- Dataset
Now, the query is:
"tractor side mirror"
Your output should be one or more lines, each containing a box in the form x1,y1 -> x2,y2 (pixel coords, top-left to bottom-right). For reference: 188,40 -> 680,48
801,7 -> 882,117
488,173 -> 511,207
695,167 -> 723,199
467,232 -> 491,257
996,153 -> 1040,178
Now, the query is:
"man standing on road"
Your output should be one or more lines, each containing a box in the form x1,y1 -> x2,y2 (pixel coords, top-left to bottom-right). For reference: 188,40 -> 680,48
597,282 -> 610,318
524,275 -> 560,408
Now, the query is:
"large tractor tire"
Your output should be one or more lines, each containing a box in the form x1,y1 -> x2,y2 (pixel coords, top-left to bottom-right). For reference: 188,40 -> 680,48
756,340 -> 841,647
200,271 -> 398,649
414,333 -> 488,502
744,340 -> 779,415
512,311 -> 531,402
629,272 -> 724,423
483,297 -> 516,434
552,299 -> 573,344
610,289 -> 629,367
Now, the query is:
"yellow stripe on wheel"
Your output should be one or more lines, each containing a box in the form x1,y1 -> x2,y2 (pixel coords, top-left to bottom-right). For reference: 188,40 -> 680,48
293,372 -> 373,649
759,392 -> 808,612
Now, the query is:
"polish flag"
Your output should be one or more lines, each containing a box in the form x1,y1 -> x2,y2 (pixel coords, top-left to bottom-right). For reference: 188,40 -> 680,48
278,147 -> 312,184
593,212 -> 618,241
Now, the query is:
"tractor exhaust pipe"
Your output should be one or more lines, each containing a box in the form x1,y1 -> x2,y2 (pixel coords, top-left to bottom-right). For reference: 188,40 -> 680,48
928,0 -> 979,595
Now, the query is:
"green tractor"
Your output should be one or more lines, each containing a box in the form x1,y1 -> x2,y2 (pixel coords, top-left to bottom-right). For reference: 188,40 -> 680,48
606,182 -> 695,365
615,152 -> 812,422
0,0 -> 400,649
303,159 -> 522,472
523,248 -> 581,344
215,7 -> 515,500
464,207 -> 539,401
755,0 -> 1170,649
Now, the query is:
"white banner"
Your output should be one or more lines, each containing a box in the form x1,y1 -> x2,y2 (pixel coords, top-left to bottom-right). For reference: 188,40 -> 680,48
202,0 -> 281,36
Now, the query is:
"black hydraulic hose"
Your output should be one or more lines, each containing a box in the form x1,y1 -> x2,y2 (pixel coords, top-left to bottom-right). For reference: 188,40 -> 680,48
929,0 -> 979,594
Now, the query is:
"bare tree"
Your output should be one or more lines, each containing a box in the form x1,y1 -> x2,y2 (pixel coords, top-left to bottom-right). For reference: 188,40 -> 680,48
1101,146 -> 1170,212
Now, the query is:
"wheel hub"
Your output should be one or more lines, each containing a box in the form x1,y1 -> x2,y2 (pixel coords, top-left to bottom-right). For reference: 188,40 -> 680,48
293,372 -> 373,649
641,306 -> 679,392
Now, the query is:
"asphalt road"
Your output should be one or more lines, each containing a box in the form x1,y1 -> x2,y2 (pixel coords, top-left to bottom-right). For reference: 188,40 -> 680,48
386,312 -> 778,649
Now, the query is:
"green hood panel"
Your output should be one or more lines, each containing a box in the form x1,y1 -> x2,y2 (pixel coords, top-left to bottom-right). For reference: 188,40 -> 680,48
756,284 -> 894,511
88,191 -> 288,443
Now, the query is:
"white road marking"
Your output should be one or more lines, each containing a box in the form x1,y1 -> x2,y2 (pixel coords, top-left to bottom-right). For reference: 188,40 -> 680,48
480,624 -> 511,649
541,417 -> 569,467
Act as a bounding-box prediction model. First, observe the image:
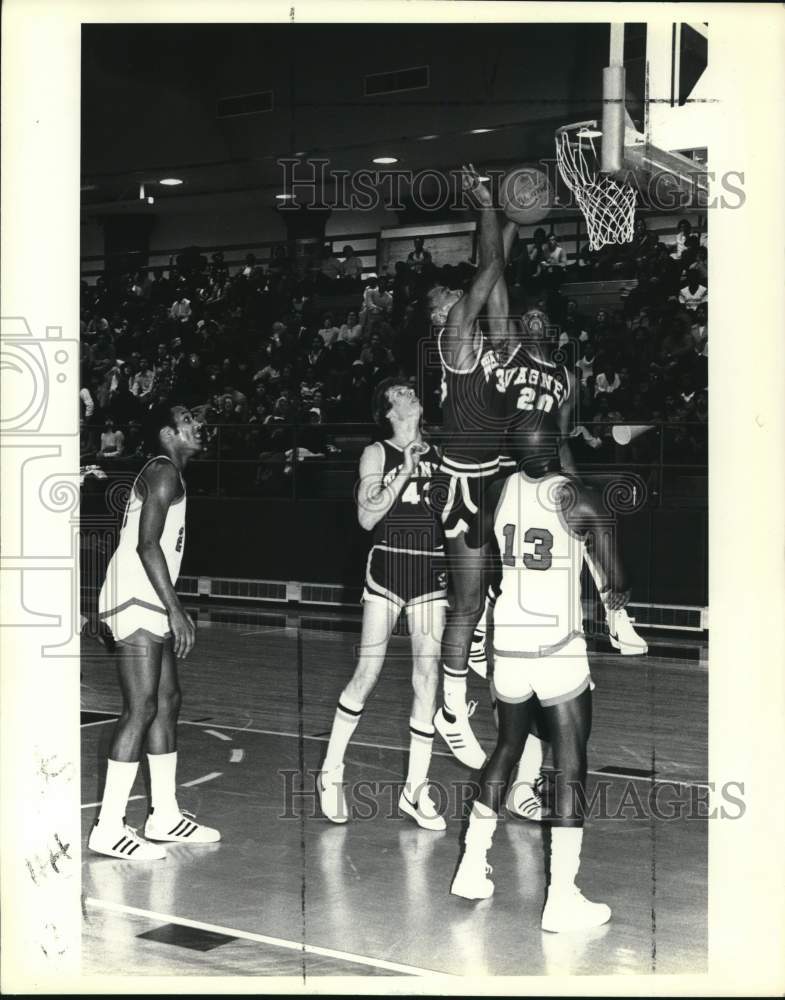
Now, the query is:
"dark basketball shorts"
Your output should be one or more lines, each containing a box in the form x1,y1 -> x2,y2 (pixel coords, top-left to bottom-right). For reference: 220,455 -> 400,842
362,544 -> 447,611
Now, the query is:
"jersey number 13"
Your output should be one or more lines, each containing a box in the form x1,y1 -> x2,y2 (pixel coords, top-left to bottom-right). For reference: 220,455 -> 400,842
502,524 -> 553,569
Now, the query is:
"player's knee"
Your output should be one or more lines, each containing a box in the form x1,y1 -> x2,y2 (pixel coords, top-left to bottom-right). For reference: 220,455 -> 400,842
412,657 -> 439,698
128,692 -> 158,727
157,687 -> 183,718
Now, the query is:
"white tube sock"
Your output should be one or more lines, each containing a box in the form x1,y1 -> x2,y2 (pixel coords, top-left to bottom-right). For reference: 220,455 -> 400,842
98,758 -> 139,826
404,719 -> 433,803
322,691 -> 365,771
515,733 -> 542,785
444,668 -> 468,715
147,750 -> 180,817
550,826 -> 583,893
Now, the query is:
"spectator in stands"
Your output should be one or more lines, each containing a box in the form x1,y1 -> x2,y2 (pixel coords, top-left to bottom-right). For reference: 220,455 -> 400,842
123,420 -> 145,458
337,310 -> 363,346
98,417 -> 125,459
339,243 -> 363,285
131,358 -> 155,403
542,233 -> 567,276
406,236 -> 433,288
659,320 -> 695,370
679,270 -> 709,312
690,302 -> 709,357
304,333 -> 330,376
79,371 -> 95,422
320,243 -> 341,282
575,340 -> 595,385
175,352 -> 209,409
594,362 -> 621,396
687,245 -> 709,285
670,219 -> 692,260
169,290 -> 191,323
317,313 -> 341,347
391,260 -> 414,326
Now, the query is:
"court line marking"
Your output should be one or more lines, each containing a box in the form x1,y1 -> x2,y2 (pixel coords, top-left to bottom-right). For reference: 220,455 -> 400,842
82,795 -> 147,809
180,771 -> 223,788
83,709 -> 709,792
85,896 -> 453,979
182,720 -> 709,788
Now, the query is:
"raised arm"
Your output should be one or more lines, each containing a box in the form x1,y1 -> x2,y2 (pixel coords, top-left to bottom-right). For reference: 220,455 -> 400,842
442,164 -> 504,371
488,219 -> 518,343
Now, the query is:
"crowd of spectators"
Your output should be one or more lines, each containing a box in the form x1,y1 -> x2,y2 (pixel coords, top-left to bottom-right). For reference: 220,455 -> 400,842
79,219 -> 708,491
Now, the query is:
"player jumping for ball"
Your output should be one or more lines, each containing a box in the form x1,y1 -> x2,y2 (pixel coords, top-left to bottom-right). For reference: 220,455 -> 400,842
451,434 -> 629,931
317,378 -> 447,831
88,404 -> 221,861
426,165 -> 504,768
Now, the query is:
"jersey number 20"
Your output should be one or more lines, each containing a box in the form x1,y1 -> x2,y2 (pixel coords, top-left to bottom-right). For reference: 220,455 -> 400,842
502,524 -> 553,569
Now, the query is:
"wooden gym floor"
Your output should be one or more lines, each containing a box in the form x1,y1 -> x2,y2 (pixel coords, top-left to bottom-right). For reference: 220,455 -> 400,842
82,607 -> 708,981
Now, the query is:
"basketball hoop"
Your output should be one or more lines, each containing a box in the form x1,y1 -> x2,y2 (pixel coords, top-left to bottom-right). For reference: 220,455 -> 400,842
556,121 -> 635,250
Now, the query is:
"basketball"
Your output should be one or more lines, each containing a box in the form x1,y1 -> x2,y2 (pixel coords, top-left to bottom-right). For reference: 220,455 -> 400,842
499,164 -> 552,225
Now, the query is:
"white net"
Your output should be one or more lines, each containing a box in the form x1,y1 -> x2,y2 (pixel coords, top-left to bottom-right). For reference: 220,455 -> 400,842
556,122 -> 635,250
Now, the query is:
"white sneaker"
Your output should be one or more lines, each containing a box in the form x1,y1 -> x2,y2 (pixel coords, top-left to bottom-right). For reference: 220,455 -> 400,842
316,764 -> 349,823
144,809 -> 221,844
87,820 -> 166,861
607,608 -> 649,656
433,701 -> 485,770
469,632 -> 488,677
398,785 -> 447,831
450,848 -> 494,899
507,778 -> 543,823
541,886 -> 611,934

- Your objective
Pick out each line in the rows above that contains the string "marking", matching case, and copy those lines.

- Task result
"white road marking"
"court line marking"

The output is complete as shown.